* [WHAT YOU SHOULD DO]
Would you please return the line containing "Would you mind pointing at the fence" and all the lines after it through the end of the records below, unchanged and on their own?

Natural-language object grounding data:
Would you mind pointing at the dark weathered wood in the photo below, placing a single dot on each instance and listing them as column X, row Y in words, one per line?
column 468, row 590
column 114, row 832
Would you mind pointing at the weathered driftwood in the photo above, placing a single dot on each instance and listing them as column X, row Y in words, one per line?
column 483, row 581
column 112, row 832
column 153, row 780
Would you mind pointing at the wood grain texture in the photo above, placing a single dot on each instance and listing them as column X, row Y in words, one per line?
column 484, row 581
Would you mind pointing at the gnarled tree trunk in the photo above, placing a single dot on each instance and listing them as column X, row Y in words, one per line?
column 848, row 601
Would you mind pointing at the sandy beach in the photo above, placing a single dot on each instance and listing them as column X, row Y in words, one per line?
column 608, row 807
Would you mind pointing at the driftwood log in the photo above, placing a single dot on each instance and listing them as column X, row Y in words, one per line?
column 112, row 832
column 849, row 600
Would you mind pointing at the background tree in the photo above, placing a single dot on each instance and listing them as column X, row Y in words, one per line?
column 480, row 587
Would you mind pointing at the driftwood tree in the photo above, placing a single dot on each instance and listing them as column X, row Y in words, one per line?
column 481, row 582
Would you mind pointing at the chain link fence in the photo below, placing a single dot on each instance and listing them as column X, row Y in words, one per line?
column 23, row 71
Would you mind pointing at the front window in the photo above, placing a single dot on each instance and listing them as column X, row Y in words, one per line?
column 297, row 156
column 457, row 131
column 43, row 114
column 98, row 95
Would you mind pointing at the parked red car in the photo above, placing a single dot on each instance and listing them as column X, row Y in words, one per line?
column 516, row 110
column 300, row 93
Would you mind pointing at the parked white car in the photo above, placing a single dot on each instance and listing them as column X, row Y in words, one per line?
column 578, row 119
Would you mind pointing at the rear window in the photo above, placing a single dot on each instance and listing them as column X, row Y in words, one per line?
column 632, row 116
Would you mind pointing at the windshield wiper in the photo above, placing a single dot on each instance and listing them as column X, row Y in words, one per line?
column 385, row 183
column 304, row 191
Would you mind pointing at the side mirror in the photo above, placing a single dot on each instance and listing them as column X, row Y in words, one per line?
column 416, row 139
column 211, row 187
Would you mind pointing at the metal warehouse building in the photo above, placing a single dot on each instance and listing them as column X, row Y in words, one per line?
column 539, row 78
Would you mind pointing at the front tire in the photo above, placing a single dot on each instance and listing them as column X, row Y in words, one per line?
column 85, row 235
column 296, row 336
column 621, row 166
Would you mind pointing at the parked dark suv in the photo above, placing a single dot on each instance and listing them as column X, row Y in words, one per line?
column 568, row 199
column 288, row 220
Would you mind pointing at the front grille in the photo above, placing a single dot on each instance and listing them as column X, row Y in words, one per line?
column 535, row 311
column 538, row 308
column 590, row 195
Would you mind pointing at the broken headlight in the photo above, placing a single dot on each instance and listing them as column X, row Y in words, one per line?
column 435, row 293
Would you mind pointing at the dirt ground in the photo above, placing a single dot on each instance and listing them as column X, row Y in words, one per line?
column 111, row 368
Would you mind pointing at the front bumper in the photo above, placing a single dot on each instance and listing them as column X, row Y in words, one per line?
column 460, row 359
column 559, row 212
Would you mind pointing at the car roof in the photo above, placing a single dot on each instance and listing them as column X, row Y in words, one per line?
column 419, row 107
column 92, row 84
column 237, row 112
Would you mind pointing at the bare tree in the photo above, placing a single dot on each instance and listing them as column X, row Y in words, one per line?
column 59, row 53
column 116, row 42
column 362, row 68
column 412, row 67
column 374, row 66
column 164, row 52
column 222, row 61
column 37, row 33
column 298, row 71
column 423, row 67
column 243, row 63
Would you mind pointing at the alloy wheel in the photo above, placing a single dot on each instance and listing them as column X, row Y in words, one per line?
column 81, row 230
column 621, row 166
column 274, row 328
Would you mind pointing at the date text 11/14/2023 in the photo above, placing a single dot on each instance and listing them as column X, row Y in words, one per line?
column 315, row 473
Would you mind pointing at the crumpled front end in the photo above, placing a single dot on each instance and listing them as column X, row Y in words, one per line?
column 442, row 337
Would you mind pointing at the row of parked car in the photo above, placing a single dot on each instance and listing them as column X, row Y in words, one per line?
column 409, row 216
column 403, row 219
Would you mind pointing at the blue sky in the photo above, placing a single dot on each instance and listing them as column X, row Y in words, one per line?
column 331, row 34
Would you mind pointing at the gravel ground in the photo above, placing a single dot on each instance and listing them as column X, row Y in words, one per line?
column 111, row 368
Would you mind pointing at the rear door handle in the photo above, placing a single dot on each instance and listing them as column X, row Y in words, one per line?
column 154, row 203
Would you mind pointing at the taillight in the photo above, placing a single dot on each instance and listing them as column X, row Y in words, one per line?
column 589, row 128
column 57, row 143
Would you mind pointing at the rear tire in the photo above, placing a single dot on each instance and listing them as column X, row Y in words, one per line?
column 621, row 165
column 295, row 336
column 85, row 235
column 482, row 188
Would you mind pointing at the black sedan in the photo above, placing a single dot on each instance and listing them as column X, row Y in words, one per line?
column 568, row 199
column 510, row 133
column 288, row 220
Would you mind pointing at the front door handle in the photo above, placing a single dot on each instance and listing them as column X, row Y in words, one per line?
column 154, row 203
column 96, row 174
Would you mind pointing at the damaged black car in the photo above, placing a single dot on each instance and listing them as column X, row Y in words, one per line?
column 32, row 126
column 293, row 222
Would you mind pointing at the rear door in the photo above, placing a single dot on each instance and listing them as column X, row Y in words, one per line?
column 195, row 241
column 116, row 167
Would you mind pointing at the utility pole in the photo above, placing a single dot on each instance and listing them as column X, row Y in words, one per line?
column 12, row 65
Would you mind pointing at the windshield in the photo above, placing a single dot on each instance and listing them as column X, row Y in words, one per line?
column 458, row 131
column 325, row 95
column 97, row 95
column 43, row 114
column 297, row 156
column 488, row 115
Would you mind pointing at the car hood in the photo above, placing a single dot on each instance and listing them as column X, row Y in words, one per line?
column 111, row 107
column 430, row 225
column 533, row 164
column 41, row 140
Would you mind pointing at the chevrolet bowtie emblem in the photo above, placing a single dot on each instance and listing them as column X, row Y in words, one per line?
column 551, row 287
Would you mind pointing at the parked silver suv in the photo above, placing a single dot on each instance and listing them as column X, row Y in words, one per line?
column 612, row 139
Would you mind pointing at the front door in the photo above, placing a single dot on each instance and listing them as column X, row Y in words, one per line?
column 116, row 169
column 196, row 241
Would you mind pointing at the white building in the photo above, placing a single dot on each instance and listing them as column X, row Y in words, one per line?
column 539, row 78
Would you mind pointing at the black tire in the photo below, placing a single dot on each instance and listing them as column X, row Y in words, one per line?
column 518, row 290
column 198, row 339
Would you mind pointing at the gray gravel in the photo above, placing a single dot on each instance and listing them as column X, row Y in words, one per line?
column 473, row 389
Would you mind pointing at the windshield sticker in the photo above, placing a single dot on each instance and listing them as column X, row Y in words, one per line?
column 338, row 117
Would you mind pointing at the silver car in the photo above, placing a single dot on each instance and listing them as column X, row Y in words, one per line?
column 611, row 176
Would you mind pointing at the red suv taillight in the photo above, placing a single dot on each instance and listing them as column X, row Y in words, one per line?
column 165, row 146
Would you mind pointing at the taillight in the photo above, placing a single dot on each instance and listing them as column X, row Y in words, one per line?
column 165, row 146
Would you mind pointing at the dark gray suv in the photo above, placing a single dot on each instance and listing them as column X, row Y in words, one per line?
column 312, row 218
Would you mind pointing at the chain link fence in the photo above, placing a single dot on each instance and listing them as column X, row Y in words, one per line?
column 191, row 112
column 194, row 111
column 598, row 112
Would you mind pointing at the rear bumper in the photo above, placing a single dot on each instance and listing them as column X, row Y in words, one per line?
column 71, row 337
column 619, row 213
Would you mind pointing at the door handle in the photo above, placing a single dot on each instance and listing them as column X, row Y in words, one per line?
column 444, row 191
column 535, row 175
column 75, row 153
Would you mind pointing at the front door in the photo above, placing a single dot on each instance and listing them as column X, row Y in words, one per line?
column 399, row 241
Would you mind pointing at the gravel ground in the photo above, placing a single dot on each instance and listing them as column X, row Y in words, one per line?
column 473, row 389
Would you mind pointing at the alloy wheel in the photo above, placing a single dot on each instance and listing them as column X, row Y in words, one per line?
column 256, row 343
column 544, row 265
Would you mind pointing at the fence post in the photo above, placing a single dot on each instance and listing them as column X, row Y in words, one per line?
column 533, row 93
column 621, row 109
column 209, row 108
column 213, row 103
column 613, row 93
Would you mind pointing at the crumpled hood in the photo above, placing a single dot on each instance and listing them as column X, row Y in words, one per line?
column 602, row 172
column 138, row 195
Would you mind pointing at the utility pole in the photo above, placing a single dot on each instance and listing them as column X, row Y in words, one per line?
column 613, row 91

* [ANSWER TO THE PROBLEM]
Would you mind pointing at the fence post in the photo above, placing a single dot on each instance and listing them as column X, row Y in words, one per line?
column 533, row 93
column 621, row 109
column 209, row 108
column 213, row 103
column 613, row 93
Would you mind pointing at the crumpled hood in the photo above, placing a single dot on each instance and listing them as column X, row Y in words, one per line?
column 602, row 172
column 138, row 195
Would you mind pointing at the utility pole in the photo above, placing a single dot on each instance and listing them as column X, row Y in words, one per line?
column 613, row 91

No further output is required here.